**Excerpted text**:
==================================================

What algorithm auditing startups need to succeed

To provide clarity and avert potential harms, algorithms that impact human lives would ideally be reviewed by an independent body before they're deployed, just as environmental impact reports must be approved before a construction project can begin. While no such legal requirement for AI exists in the U.S., a number of startups have been created to fill an algorithm auditing and risk assessment void.

A third party that is trusted by the public and potential clientele could increase trust in AI systems overall. As AI startups in aviation and autonomous driving have argued, regulation could enable innovation and help businesses, governments, and individuals safely adopt AI.

In recent years, we have seen proposals for numerous laws that support algorithm audits by an external company, and last year dozens of influential members of the AI community from academia, industry, and civil society recommended external algorithm audits as one way to put AI principles into action.

Like consulting firms that help businesses scale AI deployments, offer data monitoring services, and sort unstructured data, algorithm auditing startups fill a niche in the growing AI industry. But recent events surrounding HireVue seem to illustrate how these companies differ from other AI startups.

HireVue is currently used by more than 700 companies, including Delta, Hilton, and Unilever, for prebuilt and custom assessment of job applicants based on a resume, video interview, or their performance when playing psychometric games.

==================================================

**Information supplied**:

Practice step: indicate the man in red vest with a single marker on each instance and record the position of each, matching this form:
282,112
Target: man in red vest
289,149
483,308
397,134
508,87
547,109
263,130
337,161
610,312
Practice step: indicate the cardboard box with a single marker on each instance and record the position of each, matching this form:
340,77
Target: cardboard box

==================================================

**Stated task 1**:
From the algorithm auditing article, list every company it names as a user of HireVue.
**Stated task 2**:
Answer these questions using the algorithm auditing article:
(a) What must be approved before a construction project can begin?
(b) Startups in which two fields argued that regulation could enable innovation?
(c) How many companies currently use HireVue?
**Stated task 3**:
Print the algorithm auditing article word for word between "In recent years, we" and "playing psychometric games.", inclusive.

**Worked solution 1**:
Delta, Hilton, Unilever

**Worked solution 2**:
(a) Environmental impact reports
(b) Aviation and autonomous driving
(c) More than 700

**Worked solution 3**:
In recent years, we have seen proposals for numerous laws that support algorithm audits by an external company, and last year dozens of influential members of the AI community from academia, industry, and civil society recommended external algorithm audits as one way to put AI principles into action.

Like consulting firms that help businesses scale AI deployments, offer data monitoring services, and sort unstructured data, algorithm auditing startups fill a niche in the growing AI industry. But recent events surrounding HireVue seem to illustrate how these companies differ from other AI startups.

HireVue is currently used by more than 700 companies, including Delta, Hilton, and Unilever, for prebuilt and custom assessment of job applicants based on a resume, video interview, or their performance when playing psychometric games.